- AIM OF THE EXERCISE -
Reproduce every line in the part of the records that opens with the line containing "Drop one point on every instance of the red" and closes with the line containing "Drop one point on every instance of the decorated", both included, scaling each x and y coordinate in the answers by 0.25, rounding to whole numbers with halves rounded up, and leaving all other text unchanged. Give only that part.

- Items from a data source -
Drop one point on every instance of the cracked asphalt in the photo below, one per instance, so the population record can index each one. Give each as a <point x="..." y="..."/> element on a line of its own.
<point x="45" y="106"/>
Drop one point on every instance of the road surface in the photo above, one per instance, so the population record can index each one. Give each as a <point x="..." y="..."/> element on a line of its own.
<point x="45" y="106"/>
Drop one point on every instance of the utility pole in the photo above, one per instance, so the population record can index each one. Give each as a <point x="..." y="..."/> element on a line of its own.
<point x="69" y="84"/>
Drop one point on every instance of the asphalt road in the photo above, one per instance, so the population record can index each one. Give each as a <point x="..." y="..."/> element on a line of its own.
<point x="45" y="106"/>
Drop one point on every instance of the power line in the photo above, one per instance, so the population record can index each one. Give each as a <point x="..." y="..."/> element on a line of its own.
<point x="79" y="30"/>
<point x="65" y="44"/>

--

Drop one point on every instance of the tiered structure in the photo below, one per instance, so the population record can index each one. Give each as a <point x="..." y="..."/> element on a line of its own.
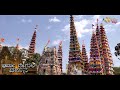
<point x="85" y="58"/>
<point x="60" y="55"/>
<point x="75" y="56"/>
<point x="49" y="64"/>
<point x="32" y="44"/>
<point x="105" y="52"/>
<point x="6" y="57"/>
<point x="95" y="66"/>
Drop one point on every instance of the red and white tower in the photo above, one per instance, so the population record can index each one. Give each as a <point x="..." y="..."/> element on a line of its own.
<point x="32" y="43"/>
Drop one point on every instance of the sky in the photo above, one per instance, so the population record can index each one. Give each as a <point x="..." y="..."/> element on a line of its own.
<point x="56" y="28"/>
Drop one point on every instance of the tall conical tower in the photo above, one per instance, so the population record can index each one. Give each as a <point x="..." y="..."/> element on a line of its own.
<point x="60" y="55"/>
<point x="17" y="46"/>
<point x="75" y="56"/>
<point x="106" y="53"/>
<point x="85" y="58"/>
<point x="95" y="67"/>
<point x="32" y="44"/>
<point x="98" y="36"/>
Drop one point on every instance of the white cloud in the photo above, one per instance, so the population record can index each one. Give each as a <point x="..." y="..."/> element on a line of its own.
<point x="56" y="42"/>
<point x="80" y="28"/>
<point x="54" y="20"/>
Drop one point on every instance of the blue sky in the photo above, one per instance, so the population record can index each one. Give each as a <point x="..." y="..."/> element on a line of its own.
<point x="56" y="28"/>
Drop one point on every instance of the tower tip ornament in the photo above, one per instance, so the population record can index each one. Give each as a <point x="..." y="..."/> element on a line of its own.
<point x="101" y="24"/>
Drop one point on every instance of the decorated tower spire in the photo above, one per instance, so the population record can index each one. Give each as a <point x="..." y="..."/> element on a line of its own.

- EXERCISE SOLUTION -
Drop one point on every instance of the red and white tower in the photo above, one per instance, so the population record can index each one. Give each as a <point x="..." y="..."/> element on a line of its own.
<point x="8" y="11"/>
Drop one point on every instance of the sky in the photo above, one per instance, so the population record can index each one. Give each as a <point x="..." y="..."/> element on a line of its own.
<point x="14" y="7"/>
Drop one point on every instance of the tall conical tower in the photo above, one per instance, so the population record can index each one. Give each as a <point x="..." y="..."/> element on a line of its own.
<point x="15" y="14"/>
<point x="4" y="12"/>
<point x="19" y="14"/>
<point x="27" y="13"/>
<point x="21" y="15"/>
<point x="24" y="17"/>
<point x="8" y="11"/>
<point x="25" y="9"/>
Drop one point on every instance of the white cloud in the photo above, one per instance, so the population record can index each one. Give each as a <point x="..." y="..."/> element on a line of its own.
<point x="14" y="11"/>
<point x="20" y="7"/>
<point x="14" y="5"/>
Drop one point on every instance of the blue sky in the photo above, one per instance, so the population record can index each one. Give each as a <point x="..." y="..."/> element on a line of its own.
<point x="14" y="7"/>
Drop one point on every instance of the tower tip ornament in the photo above, one per instance, so the population record can index each one. Give each as a <point x="..." y="..."/> element on a line of its own.
<point x="25" y="6"/>
Drop one point on every instance of the decorated tower spire in the photo above, one per instance, so the population record can index each one. Give each as a <point x="..." y="..."/> element on a line of its own.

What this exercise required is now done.